◆ Stated goal A
Copy the part of the passage on Origin's exploration strategy that begins with the words "It is no secret" and ends with "Vietnam and Kenya.".
◆ Stated goal B
From the dataset rows, write out every line from the one containing "Target: girl's hand" through the one containing "[[[192,93],[197,114],[238,114],[238,93]]]", with both of those lines included. Omit the pictures.

◆ Provided passage
┏━━
But it is a commendable change of direction by the industry to make a virtue of the business of petroleum exploration.

An Origin spokesman told Energy News this week the campaign was part of “a renewed focus on telling Australians about the important role we play in making energy available every day of the year”

“Most people know Origin as an energy retailer and are unaware that we also play a critical role in society by searching and developing new sources of energy, generating electricity, and making energy available for people to use in their homes and businesses.”

If rising gas prices of the east coast become a big public issue over the next few years, Origin’s message could certainly strike a chord with consumers and give them a reason to choose Origin over another energy provider.

The campaign coincides with a change in strategy by Origin in regard to the business of exploration.

It is no secret the company has not had much success in recent years outside of Queensland’s CSG basins.

The company’s 2P reserves have fallen over the past three financial years from 7041 petajoule equivalent (Pje) to 5,108, PJe, although a substantial part of this decrease is from the sell-down of equity in APLNG from 50% to 37.5%.

The exploration team under Paul Zealand has done a good job of replacing produced reserves, and indeed added a bit extra. But the big discovery that leads to a step change in the reserve base has been elusive, despite some innovative and commendable attempts.

A multi-year campaign in the offshore Otway Basin has come up dry (so far), and there have been some costly and unsuccessful offshore wildcats in places as far away as Vietnam and Kenya.

The new strategy is tightly focused on Australia’s three LNG hubs — the North West Shelf, Darwin and Gladstone, and the east coast domestic market.

There is also an unashamed shift towards buying into other people’s discoveries, with the $US800 million buyout of Karoon the clearest example.

The new strategy is driven by the desire to reduce risk and, more importantly, the time it takes to get new resources to the market.

It is believed the challenge of bringing coal seam gas to Gladstone has highlighted the risks and costs in that long period between discovery and first cargoes.

Origin’s managing director, Grant King, was quite expansive on the subject of exploration in a briefing last month on the Karoon deal.

“The particular puzzle we were facing was that if we were to seek to explore into the North West Shelf, it would really take us a very long time and be a very expensive task for us.

“Just by way of benchmarking that, these Poseidon permits were first awarded … in 2001, so it’s 11 or 12 years to discovery and still some years before any FID decisions we’d make… it takes a very, very, very long time to explore one’s way into earnings and cash flow.”

“Not only does it take a very long time, but it involves risking a very significant amount of money and again, as some of you will know, we’ve taken some very small and early steps to be involved in exploration offshore, to date without any real success to show for it and to the level that’s not big enough to guarantee any material chance of success.

“One of the key issues for us was how much we might have to spend on exploration and how long it would take, if we were to seek to explore our way into that opportunity ... certainly our internal view is that we would have had to spend at least $100 million a year on exploration perhaps as for as much as five to 10 years to have any material prospect of adding further growth.”

Another interesting trend in Origin’s new strategy is the growing partnership with ConocoPhillips, which has been a key player in the APLNG project.
┗━━
Items listed in a dataset:
┏━━
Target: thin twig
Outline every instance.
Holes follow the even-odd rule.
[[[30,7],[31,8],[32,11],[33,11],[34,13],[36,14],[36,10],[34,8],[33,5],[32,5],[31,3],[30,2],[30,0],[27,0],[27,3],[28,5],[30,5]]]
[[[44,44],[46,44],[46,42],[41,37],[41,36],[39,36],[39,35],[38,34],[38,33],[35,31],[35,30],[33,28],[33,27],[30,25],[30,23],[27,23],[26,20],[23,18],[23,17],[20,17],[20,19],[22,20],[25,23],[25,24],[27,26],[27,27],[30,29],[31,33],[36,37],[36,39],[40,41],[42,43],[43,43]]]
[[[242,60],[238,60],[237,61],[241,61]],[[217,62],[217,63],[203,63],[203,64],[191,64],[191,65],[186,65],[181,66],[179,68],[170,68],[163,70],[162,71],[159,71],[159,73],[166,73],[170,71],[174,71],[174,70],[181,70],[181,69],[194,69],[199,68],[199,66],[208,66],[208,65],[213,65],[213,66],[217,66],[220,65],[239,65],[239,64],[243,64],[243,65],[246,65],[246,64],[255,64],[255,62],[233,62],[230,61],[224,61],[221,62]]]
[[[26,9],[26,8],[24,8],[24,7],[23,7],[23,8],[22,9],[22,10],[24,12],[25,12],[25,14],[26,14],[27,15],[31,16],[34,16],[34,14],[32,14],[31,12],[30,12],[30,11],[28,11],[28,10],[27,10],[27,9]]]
┗━━
┏━━
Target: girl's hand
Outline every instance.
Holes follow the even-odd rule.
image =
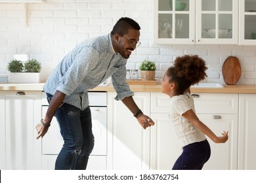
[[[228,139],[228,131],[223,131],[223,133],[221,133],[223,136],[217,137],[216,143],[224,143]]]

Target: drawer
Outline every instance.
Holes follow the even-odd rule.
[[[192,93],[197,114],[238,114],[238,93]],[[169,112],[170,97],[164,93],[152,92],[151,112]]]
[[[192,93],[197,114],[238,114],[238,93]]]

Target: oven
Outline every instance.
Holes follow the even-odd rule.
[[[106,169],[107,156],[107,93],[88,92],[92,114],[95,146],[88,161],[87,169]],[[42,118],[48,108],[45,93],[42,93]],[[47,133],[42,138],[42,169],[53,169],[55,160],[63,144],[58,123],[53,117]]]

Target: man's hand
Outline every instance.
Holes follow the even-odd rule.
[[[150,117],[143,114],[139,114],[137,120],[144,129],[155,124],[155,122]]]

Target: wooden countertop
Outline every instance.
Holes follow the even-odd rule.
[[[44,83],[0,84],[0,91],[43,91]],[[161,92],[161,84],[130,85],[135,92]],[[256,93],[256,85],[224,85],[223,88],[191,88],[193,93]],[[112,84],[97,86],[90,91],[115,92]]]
┗━━
┏━━
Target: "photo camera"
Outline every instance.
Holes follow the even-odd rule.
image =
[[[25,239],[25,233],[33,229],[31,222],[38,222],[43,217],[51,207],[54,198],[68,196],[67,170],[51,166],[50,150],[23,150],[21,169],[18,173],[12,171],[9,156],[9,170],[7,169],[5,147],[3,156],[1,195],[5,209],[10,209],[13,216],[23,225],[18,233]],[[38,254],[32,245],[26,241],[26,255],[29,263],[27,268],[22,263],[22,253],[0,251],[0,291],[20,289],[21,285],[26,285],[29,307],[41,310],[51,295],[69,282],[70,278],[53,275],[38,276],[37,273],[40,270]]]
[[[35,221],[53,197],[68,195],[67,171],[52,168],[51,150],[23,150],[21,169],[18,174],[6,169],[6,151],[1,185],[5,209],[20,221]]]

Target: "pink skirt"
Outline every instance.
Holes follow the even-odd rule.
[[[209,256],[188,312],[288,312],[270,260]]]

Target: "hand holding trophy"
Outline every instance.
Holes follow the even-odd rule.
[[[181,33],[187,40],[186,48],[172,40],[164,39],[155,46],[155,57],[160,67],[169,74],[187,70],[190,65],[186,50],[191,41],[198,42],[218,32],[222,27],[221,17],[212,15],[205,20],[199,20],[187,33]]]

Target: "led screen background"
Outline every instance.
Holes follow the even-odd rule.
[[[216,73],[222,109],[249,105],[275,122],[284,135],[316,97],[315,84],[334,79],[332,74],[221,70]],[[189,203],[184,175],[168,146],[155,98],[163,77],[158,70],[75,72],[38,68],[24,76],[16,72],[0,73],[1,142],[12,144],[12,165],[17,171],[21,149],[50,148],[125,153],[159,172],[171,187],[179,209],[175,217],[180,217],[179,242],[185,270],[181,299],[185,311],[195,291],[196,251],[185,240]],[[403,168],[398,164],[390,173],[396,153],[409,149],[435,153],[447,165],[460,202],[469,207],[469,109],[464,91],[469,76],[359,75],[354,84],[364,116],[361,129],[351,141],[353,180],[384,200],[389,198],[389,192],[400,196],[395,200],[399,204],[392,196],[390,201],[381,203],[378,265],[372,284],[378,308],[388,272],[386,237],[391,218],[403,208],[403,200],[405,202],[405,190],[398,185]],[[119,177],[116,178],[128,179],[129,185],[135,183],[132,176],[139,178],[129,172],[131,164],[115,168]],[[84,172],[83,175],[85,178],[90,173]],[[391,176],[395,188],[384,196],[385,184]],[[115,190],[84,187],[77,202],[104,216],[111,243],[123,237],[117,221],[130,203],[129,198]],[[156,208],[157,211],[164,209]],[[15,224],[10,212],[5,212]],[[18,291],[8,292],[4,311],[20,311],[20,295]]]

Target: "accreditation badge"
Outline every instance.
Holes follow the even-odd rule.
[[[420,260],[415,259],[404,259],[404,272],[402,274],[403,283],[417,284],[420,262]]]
┗━━
◆ Exercise response A
It is no secret the company has not had much success in recent years outside of Queensland’s CSG basins.

The company’s 2P reserves have fallen over the past three financial years from 7041 petajoule equivalent (Pje) to 5,108, PJe, although a substantial part of this decrease is from the sell-down of equity in APLNG from 50% to 37.5%.

The exploration team under Paul Zealand has done a good job of replacing produced reserves, and indeed added a bit extra. But the big discovery that leads to a step change in the reserve base has been elusive, despite some innovative and commendable attempts.

A multi-year campaign in the offshore Otway Basin has come up dry (so far), and there have been some costly and unsuccessful offshore wildcats in places as far away as Vietnam and Kenya.

◆ Exercise response B
Target: girl's hand
Outline every instance.
Holes follow the even-odd rule.
image =
[[[228,139],[228,131],[223,131],[223,133],[221,133],[223,136],[217,137],[216,143],[224,143]]]

Target: drawer
Outline every instance.
Holes follow the even-odd rule.
[[[192,93],[197,114],[238,114],[238,93]],[[169,112],[170,97],[164,93],[152,92],[151,112]]]
[[[192,93],[197,114],[238,114],[238,93]]]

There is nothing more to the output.